▶ [Data supplied]:
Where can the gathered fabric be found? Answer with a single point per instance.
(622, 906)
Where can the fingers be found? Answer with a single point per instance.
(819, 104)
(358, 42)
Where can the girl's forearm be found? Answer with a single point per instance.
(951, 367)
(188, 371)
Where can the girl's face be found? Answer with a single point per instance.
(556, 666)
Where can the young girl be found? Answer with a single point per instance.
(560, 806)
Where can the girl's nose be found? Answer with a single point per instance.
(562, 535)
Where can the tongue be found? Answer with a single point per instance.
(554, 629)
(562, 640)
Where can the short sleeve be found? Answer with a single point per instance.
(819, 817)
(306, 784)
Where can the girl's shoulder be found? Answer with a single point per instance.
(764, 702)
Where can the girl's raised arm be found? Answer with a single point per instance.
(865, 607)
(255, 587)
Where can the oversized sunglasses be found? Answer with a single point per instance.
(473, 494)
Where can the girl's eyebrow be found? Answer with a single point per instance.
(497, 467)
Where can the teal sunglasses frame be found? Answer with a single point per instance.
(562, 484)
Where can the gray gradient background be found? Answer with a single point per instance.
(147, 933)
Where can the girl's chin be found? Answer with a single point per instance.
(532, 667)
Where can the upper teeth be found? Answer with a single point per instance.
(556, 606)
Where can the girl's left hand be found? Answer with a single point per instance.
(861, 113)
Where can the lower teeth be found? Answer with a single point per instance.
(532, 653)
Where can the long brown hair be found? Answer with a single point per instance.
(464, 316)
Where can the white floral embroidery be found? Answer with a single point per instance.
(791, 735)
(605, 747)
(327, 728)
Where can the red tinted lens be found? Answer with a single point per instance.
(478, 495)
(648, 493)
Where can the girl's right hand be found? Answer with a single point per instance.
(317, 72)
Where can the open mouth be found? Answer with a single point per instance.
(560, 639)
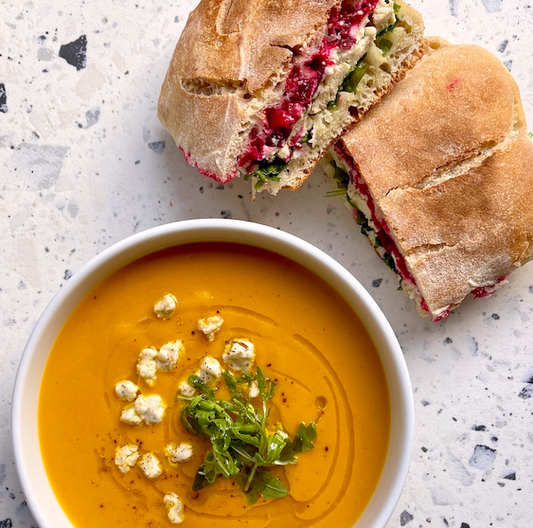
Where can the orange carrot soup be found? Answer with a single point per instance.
(214, 385)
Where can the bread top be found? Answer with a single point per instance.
(470, 230)
(228, 50)
(456, 102)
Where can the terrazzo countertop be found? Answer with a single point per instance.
(85, 163)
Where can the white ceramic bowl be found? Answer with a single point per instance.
(39, 494)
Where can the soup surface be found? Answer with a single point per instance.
(307, 340)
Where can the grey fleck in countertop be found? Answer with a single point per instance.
(84, 163)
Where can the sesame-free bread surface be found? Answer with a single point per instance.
(448, 165)
(231, 63)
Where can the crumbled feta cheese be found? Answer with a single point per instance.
(150, 465)
(253, 392)
(126, 390)
(186, 389)
(210, 326)
(178, 452)
(126, 457)
(165, 306)
(174, 508)
(383, 15)
(239, 354)
(150, 408)
(169, 354)
(209, 369)
(131, 416)
(147, 366)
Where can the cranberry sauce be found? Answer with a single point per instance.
(303, 80)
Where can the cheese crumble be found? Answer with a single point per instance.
(147, 366)
(126, 457)
(209, 369)
(150, 408)
(169, 354)
(239, 354)
(210, 326)
(174, 508)
(150, 465)
(178, 452)
(126, 390)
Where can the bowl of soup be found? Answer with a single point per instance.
(212, 373)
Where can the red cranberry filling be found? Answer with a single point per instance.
(304, 78)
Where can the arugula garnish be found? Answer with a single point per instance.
(241, 445)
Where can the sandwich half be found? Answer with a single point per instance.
(440, 177)
(261, 89)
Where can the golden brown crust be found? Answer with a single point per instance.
(468, 231)
(448, 163)
(227, 44)
(458, 100)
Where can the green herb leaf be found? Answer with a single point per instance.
(267, 171)
(241, 445)
(303, 441)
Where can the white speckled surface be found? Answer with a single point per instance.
(84, 163)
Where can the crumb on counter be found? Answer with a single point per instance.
(239, 354)
(147, 366)
(174, 508)
(126, 390)
(178, 452)
(169, 354)
(150, 465)
(126, 457)
(186, 389)
(210, 326)
(165, 306)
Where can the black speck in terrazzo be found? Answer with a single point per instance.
(405, 517)
(157, 146)
(75, 53)
(3, 98)
(526, 392)
(483, 457)
(502, 47)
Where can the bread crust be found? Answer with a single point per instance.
(469, 231)
(448, 163)
(455, 102)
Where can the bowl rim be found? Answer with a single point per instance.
(379, 509)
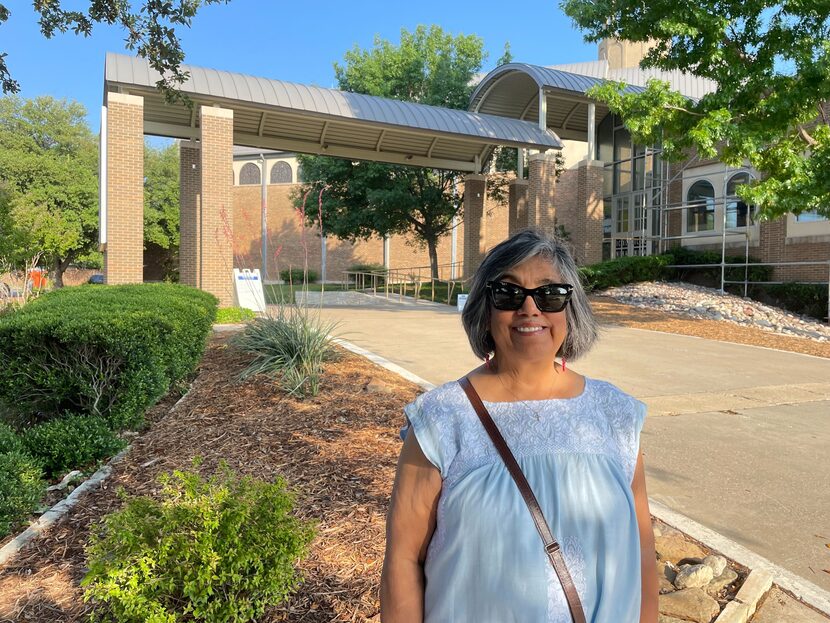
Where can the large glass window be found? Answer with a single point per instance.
(738, 213)
(249, 174)
(700, 214)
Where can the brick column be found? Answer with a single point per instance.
(586, 225)
(190, 191)
(541, 211)
(124, 251)
(475, 222)
(517, 206)
(216, 244)
(773, 236)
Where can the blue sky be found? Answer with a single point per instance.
(295, 41)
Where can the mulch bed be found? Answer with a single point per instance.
(338, 450)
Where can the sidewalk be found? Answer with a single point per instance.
(736, 436)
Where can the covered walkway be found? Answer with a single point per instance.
(227, 109)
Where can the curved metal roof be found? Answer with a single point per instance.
(303, 118)
(543, 77)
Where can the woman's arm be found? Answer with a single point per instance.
(409, 526)
(648, 609)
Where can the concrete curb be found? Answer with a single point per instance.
(804, 590)
(763, 572)
(54, 514)
(385, 363)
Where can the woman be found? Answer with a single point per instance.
(461, 545)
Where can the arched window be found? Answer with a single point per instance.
(249, 174)
(700, 215)
(738, 214)
(281, 173)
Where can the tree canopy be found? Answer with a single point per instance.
(150, 30)
(49, 170)
(362, 199)
(771, 63)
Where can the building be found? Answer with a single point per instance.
(613, 198)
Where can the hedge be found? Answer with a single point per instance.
(623, 270)
(109, 351)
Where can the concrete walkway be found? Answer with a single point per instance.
(737, 436)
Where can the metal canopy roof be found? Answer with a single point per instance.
(282, 115)
(512, 90)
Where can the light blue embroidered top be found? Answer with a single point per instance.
(485, 563)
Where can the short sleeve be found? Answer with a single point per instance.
(426, 431)
(434, 418)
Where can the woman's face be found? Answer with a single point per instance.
(528, 334)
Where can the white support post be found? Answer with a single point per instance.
(264, 223)
(592, 130)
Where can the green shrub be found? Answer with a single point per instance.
(809, 299)
(292, 346)
(233, 315)
(217, 550)
(21, 488)
(103, 350)
(623, 270)
(298, 275)
(10, 441)
(71, 441)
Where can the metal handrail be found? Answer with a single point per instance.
(403, 279)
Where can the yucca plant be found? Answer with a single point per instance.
(290, 345)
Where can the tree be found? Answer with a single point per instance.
(161, 205)
(49, 168)
(150, 31)
(362, 199)
(771, 63)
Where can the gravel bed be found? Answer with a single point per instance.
(710, 304)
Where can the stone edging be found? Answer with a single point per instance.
(762, 571)
(51, 516)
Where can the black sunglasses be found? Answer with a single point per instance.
(551, 297)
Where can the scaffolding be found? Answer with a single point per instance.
(646, 228)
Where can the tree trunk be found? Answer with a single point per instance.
(60, 268)
(432, 246)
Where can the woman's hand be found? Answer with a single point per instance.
(648, 608)
(409, 527)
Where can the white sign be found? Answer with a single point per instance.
(247, 289)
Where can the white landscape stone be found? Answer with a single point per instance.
(700, 302)
(693, 576)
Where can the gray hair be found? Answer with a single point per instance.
(520, 247)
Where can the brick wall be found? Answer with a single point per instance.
(190, 191)
(475, 222)
(217, 203)
(517, 205)
(124, 253)
(541, 193)
(286, 234)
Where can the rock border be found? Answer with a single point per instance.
(49, 518)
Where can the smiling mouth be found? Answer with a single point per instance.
(529, 330)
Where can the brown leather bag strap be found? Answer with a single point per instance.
(552, 548)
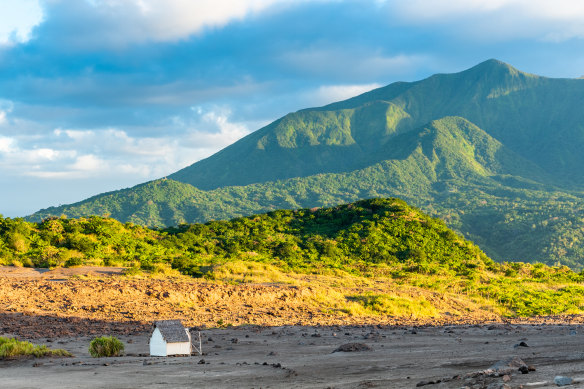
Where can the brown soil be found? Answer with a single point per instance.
(279, 339)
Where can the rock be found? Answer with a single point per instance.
(352, 347)
(508, 364)
(521, 344)
(562, 381)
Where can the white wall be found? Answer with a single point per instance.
(159, 348)
(157, 344)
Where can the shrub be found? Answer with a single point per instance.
(12, 348)
(106, 346)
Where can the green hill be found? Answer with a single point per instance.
(370, 257)
(493, 151)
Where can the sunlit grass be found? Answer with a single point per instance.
(13, 348)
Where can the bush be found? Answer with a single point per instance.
(12, 348)
(106, 346)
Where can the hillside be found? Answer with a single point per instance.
(377, 260)
(493, 151)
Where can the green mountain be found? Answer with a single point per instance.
(376, 258)
(493, 151)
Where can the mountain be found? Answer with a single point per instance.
(492, 150)
(539, 118)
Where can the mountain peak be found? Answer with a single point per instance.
(495, 66)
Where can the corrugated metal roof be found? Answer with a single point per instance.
(172, 331)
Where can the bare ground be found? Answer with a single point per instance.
(63, 311)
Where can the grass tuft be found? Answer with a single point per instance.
(106, 346)
(12, 348)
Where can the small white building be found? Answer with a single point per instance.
(169, 337)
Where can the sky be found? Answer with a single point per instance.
(99, 95)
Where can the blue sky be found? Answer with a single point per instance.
(98, 95)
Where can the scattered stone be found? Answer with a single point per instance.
(352, 347)
(508, 365)
(521, 344)
(562, 381)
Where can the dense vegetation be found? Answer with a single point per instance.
(494, 152)
(377, 239)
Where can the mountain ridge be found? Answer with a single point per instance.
(485, 141)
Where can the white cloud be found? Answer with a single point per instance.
(120, 22)
(77, 154)
(344, 63)
(332, 93)
(17, 19)
(7, 145)
(499, 19)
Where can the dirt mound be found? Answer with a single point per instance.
(58, 304)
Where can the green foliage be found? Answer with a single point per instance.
(106, 346)
(380, 240)
(13, 348)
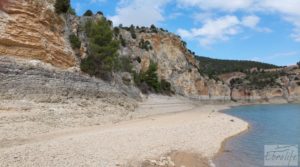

▶ [What is being asked]:
Change "single point" to "one point" throughout the data from the line holding "Where can the bush" through the end of the data, inclusive, keeping everything else unchanged. Give only those lines, and leave the pictures out of the answer.

▶ [Exercise answer]:
Where can the bush be found? Answer with a one point per instance.
(12, 348)
(106, 346)
Where can the hillside be found? Answer with a one point per instance.
(377, 260)
(493, 151)
Where can the green mountain be found? Answer with a one point per instance.
(376, 258)
(493, 151)
Where can the mountain be found? Answer with a one point per instance.
(492, 150)
(539, 118)
Where can the mountain peak be found? Answer with a one point per instance.
(495, 66)
Where can the corrugated metal roof be found? Answer with a one point per instance.
(172, 331)
Where can the bare ground be found? Answer with a one point per instance.
(63, 311)
Where can the grass tuft be found? Answer with a one point per instance.
(106, 346)
(12, 348)
Where can the small white building be found? Answer with a one point per instance.
(169, 337)
Where can the sky be found? Answer with a one point per instance.
(99, 95)
Where can the blue sky be found? Answer with a one point per instance.
(98, 95)
Where can the scattered stone be found? Answer with a one point per instance.
(352, 347)
(508, 365)
(521, 344)
(562, 381)
Where can the dense vegetation be found? Answer with a one point per instance.
(494, 152)
(377, 239)
Where can the mountain ridge be found? Answer with a one point per instance.
(485, 141)
Where can the white cloud be found? Answer with a one point per instance.
(120, 22)
(77, 154)
(344, 63)
(332, 93)
(17, 19)
(7, 145)
(499, 19)
Where can the dirt mound be found? Answer with a one point per instance.
(58, 304)
Where can the green foliage be found? Answer with a one point per instance.
(106, 346)
(380, 240)
(13, 348)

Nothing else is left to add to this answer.